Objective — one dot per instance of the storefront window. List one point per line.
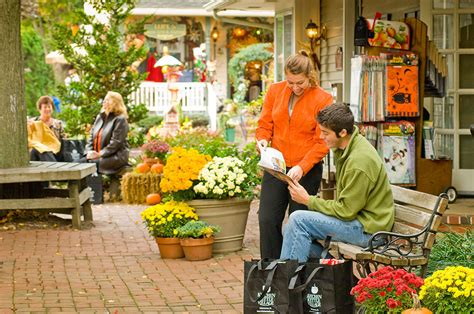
(442, 31)
(466, 73)
(443, 113)
(444, 145)
(466, 31)
(466, 4)
(283, 42)
(466, 151)
(279, 48)
(466, 106)
(443, 4)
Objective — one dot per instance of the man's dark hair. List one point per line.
(337, 117)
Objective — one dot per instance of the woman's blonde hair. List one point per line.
(44, 100)
(118, 106)
(301, 63)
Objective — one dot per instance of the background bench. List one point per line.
(417, 218)
(24, 188)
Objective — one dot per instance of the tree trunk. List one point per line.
(13, 134)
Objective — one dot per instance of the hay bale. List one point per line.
(136, 186)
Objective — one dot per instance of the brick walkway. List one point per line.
(115, 267)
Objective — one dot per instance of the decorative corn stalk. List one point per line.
(136, 186)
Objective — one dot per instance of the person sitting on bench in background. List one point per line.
(364, 202)
(45, 133)
(107, 144)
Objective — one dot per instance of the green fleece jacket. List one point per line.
(362, 188)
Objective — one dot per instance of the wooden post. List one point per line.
(13, 134)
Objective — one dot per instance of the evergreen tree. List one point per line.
(96, 49)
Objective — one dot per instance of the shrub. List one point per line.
(197, 229)
(386, 290)
(452, 249)
(162, 220)
(450, 290)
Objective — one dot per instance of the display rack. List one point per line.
(432, 176)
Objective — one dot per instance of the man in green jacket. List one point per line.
(364, 201)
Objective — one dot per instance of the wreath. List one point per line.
(236, 67)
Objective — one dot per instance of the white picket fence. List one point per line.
(195, 98)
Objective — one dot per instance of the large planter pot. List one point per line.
(231, 215)
(197, 249)
(170, 247)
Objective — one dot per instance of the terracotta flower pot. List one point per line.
(170, 247)
(150, 161)
(231, 215)
(197, 249)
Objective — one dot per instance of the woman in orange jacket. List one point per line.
(288, 124)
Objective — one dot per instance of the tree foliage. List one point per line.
(236, 67)
(38, 76)
(96, 50)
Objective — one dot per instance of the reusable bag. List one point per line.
(72, 150)
(266, 287)
(326, 288)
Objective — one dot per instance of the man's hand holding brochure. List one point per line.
(272, 161)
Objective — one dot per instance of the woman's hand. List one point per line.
(92, 155)
(262, 144)
(298, 193)
(295, 173)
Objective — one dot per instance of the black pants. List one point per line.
(274, 199)
(46, 156)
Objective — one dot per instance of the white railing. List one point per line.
(194, 97)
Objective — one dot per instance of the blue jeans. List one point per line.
(305, 226)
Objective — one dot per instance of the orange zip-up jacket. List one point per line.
(296, 137)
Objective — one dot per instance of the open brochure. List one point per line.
(272, 161)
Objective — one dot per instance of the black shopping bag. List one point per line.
(326, 288)
(94, 181)
(72, 150)
(266, 287)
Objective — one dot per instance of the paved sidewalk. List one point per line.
(115, 267)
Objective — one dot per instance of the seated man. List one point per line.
(364, 202)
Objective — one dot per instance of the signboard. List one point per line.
(165, 29)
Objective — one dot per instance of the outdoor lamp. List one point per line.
(312, 32)
(214, 36)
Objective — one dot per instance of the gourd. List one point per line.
(417, 309)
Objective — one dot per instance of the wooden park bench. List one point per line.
(417, 218)
(24, 188)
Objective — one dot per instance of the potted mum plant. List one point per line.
(387, 290)
(197, 238)
(155, 151)
(220, 189)
(449, 290)
(162, 222)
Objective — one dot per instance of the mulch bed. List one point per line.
(34, 220)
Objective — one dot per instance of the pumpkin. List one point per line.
(153, 199)
(142, 168)
(157, 168)
(417, 309)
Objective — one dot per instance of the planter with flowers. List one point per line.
(162, 222)
(387, 290)
(450, 290)
(154, 151)
(219, 189)
(197, 238)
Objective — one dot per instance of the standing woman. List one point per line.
(287, 123)
(108, 145)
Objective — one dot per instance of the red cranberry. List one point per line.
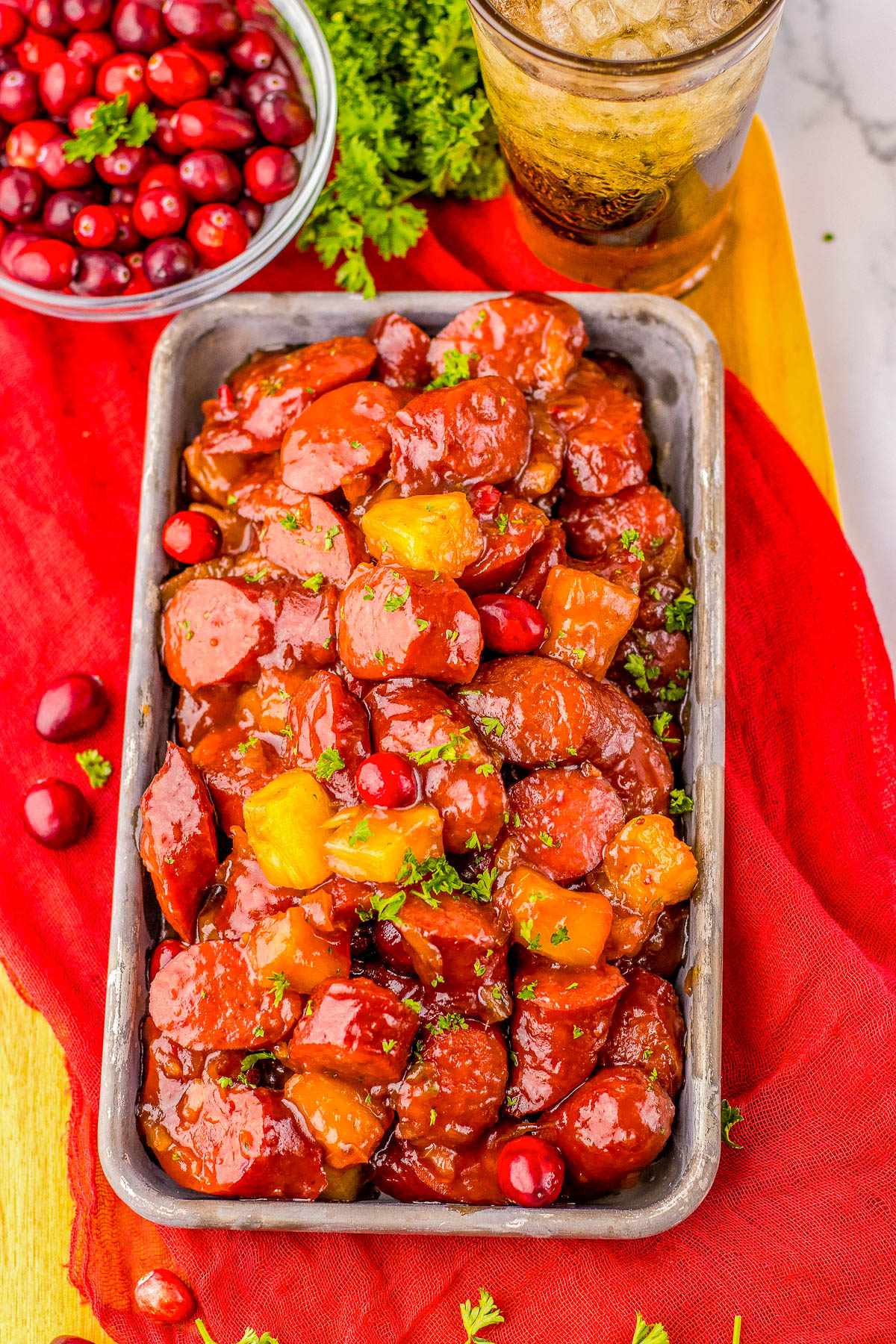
(46, 262)
(205, 124)
(13, 25)
(60, 211)
(253, 50)
(63, 82)
(284, 119)
(20, 195)
(125, 73)
(96, 226)
(191, 537)
(55, 813)
(386, 780)
(161, 1296)
(87, 15)
(18, 96)
(92, 49)
(37, 50)
(100, 273)
(264, 82)
(176, 75)
(160, 213)
(168, 261)
(531, 1171)
(207, 23)
(25, 141)
(218, 233)
(208, 175)
(164, 953)
(270, 174)
(509, 624)
(137, 26)
(124, 167)
(72, 707)
(55, 168)
(252, 213)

::::::

> [Written task]: Without the pictures, restate all of the entries above verbatim.

> [Response]:
Objective — one dot per instance of the storefront window. List one point per line.
(442, 31)
(466, 73)
(443, 113)
(444, 145)
(466, 31)
(466, 4)
(283, 42)
(466, 151)
(279, 48)
(466, 106)
(443, 4)
Objective — one dot per instance of the man's dark hair. List one point per line.
(337, 117)
Objective — one dot per instance of the woman's blonde hair. List one point per line.
(44, 100)
(118, 106)
(301, 63)
Objective — one dot per instance of the background bench. List one point per line.
(417, 218)
(24, 188)
Objective — one dot per instance of the tree trunk. List one point per line.
(13, 134)
Objective — one dot per instance of the hay bale. List one point per line.
(136, 186)
Objective — one dot per instance of the brick walkway. List one point per line.
(115, 267)
Objective — one dot per instance of the decorative corn stalk. List one point per line.
(136, 186)
Objective — one dot per instance of the person sitting on bench in background. List one point per line.
(364, 202)
(45, 133)
(107, 144)
Objective — one dot per instance of the green fleece jacket. List one point per line.
(362, 188)
Objective — one dot per instance of the wooden post. List one point per line.
(13, 134)
Objective — one dot per instance of the evergreen tree. List one point per line.
(96, 49)
Objective — one dot per instance of the shrub. List one point per line.
(197, 229)
(386, 290)
(452, 249)
(162, 220)
(450, 290)
Objective — one dot per instance of the display rack. List one point per line.
(432, 176)
Objective — one dot per instance of the man in green jacket. List one point per line.
(364, 201)
Objective — one dot per instance of the wreath. List one point per line.
(236, 67)
Objective — one dot per instance of the white picket fence. List one point per line.
(195, 98)
Objective — one dot per instance of the large planter pot. List one point per line.
(231, 215)
(197, 249)
(170, 247)
Objective — one dot per instance of the terracotta flower pot. List one point per line.
(170, 247)
(150, 161)
(231, 215)
(197, 249)
Objective — one dot per instance of the woman in orange jacket. List one point per line.
(288, 124)
Objective — one dot per instance of the tree foliage. List one point per line.
(236, 67)
(38, 76)
(96, 50)
Objective — one dot per instance of the reusable bag. List one point per line.
(72, 150)
(266, 287)
(326, 288)
Objective — one dot per instance of the man's hand holding brochure. List one point per line.
(272, 161)
Objective — one dot per instance of the woman's hand. List one point per line.
(92, 155)
(262, 144)
(298, 193)
(295, 173)
Objective — one dot per instance of the black pants. List one point per line.
(274, 199)
(46, 156)
Objective — one dot per instance of the white railing. List one point per line.
(194, 97)
Objective — one dot per instance of the blue jeans. List one point per line.
(305, 226)
Objective — one dot per instance of the orange zip-up jacket. List one point per line.
(296, 137)
Objective — one dot per instance of the open brochure. List one point per line.
(272, 161)
Objective — one dot per instance of the black shopping bag. List one point per line.
(326, 288)
(94, 181)
(72, 150)
(266, 287)
Objective — one dot per instance of the paved sidewalk. List one point per line.
(115, 267)
Objective — one dot per instance of the seated man. List one point per line.
(364, 202)
Objective — one dot per instance of the signboard. List one point per line.
(165, 29)
Objective — one dot per instance of the outdoor lamp. List one point per line.
(312, 32)
(214, 36)
Objective — one dot per instance of the gourd. List one point per line.
(417, 309)
Objective — one dot per instance of the wooden park bench. List one point per line.
(417, 218)
(24, 188)
Objective — one dot per instance of the potted mum plant. List one point per line.
(387, 290)
(197, 238)
(155, 151)
(220, 189)
(449, 290)
(162, 222)
Objective — one dot per instance of the mulch bed. List one point per line.
(34, 220)
Objective — one dot per instance of the pumpkin. List one point per line.
(153, 199)
(142, 168)
(157, 168)
(417, 309)
Objective — one dot per instance of the planter with flowers. List one point per line.
(162, 222)
(387, 290)
(450, 290)
(154, 151)
(219, 189)
(197, 238)
Objective — one dot per instance of the standing woman. List one point per line.
(287, 123)
(108, 145)
Objective — one dot per instance of the red cranberry. List one point per line.
(46, 262)
(205, 124)
(13, 25)
(60, 211)
(253, 50)
(63, 82)
(284, 119)
(20, 195)
(125, 73)
(96, 226)
(191, 537)
(55, 813)
(386, 780)
(161, 1296)
(87, 15)
(18, 96)
(92, 49)
(37, 50)
(100, 273)
(264, 82)
(176, 75)
(160, 213)
(168, 261)
(531, 1171)
(207, 23)
(25, 141)
(218, 233)
(208, 175)
(164, 953)
(270, 174)
(509, 624)
(137, 26)
(124, 167)
(72, 707)
(55, 168)
(252, 213)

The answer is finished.